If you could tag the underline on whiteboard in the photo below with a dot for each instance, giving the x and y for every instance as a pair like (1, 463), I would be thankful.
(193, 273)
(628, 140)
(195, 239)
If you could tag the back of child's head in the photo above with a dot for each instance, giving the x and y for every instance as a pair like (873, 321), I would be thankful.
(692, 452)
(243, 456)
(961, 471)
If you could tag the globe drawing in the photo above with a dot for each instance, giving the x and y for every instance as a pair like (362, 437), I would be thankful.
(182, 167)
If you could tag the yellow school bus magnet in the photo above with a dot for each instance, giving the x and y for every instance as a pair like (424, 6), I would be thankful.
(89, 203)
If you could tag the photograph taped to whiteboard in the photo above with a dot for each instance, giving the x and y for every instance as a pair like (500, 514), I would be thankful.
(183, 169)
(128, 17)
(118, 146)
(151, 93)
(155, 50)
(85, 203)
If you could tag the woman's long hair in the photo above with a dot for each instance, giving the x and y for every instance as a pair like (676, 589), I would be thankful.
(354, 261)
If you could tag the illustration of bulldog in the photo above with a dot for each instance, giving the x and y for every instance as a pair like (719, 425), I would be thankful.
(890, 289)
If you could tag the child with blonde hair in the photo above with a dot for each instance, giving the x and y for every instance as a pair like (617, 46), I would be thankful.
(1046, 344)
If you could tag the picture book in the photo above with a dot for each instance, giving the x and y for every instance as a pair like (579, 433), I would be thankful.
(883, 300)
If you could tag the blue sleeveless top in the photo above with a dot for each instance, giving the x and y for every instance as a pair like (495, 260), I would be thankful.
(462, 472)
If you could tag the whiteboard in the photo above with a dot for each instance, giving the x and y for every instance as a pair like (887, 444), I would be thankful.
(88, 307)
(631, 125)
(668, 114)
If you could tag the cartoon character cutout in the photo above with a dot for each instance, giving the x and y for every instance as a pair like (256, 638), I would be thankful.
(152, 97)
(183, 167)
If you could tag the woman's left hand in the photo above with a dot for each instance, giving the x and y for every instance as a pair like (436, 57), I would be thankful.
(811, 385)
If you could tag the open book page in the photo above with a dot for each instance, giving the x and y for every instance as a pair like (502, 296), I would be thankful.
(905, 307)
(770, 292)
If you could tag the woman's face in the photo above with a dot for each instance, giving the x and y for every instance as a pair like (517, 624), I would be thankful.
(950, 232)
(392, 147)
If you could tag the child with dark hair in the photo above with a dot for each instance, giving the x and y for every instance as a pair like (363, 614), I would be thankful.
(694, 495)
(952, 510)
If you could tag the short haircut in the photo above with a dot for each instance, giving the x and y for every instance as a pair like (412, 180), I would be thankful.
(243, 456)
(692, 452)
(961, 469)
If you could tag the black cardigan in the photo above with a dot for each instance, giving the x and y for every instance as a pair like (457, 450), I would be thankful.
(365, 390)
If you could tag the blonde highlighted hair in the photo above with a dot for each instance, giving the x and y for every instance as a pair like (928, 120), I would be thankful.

****************

Repeat the material above in full, quoting it exactly.

If you could tag the underline on whiteboard in the photo below with a dot for each instance, giving the x and y for every instance as a pair like (1, 463), I would be thankful.
(193, 273)
(628, 140)
(195, 239)
If you could tag the back of child's head in the photo above with a dot for each instance, giving the x and y for every instance as a pair like (873, 321), I would be thankful.
(692, 452)
(243, 456)
(961, 471)
If you could tag the globe drawing in the photo above with a dot for each instance, giving the x and y for every instance as a pair like (362, 437), I would be thankful.
(182, 167)
If you could tag the yellow school bus magnet in the photo above with a dot for each instance, giving the x and y for every instance as a pair like (424, 6), I would be thankful.
(89, 203)
If you could tag the photograph taped to whiteboard in the photo above with a dot for each instance, giving the x and y for every instance as a pair like (500, 514), I would be thankful.
(183, 169)
(128, 17)
(118, 146)
(151, 93)
(155, 50)
(85, 203)
If you could tag the woman's long hair in the photo above with a dot for each instance, giving the x and y for every instance as a pair like (676, 589), I would be thankful.
(354, 261)
If you could tag the illustration of bulldog in the photo above with a dot for each instance, giving the x and y for every instance as a pair like (719, 425), I would be thankful.
(890, 289)
If you could tag the child with blonde hair in the photo above with a dot for each instance, giving the x and y for every instance as a pair like (617, 46), I would be thankful.
(1046, 344)
If you could tag the picture book in the photo above with a dot for each instance, giving the x and y for every instance as a pair like (579, 433), I would be thankful.
(883, 300)
If you could tag the blue sleeveless top in the photo above with a dot for each instance, giving the x and y for every instance as a pair like (495, 260), I would be thankful.
(462, 472)
If you could tag the whiteboard in the photo above with a dot for each instance, giving the x and y for every instance as a pair like (887, 444), I would be thankful.
(88, 307)
(631, 125)
(668, 114)
If you could tag the cartoon character cutout in the photo above with a dot for each instance, giving the x and y for every instance as a pair like (256, 638), I would be thankful.
(152, 97)
(183, 167)
If you could tag the woman's left hand in the photo above with a dot for each instance, giving the x and y for every instance as a pair like (436, 57), I would be thankful.
(811, 385)
If you could tag the open book page in the photo above with a dot for each instance, giving the x and y for every instance as a pair like (502, 296), I would be thankful.
(905, 307)
(770, 292)
If you could tag the woman's face in the photo above with a dot for each instance, giving the x and y for every instance as a pair like (517, 624), I would be thankful.
(950, 232)
(392, 147)
If you could tag the child with dark hair in the photo above with a dot for each instance, giving the x and y for every instance as a pair like (363, 614), I would be thankful.
(694, 495)
(952, 510)
If you could tag the short haircut in the photo above with a dot for each instance, giving the x and y for every instance as a pair like (412, 180), I would be thankful.
(243, 456)
(692, 452)
(961, 469)
If you could tag the black cardigan in the photo above with a dot for each instance, giving the x and y for every instance as a pair like (457, 450), I would be thankful.
(365, 390)
If you could tag the blonde highlighted hair in the photo above with a dot for each instance, giving the x and y for every instance as a pair like (928, 120), I would be thankful.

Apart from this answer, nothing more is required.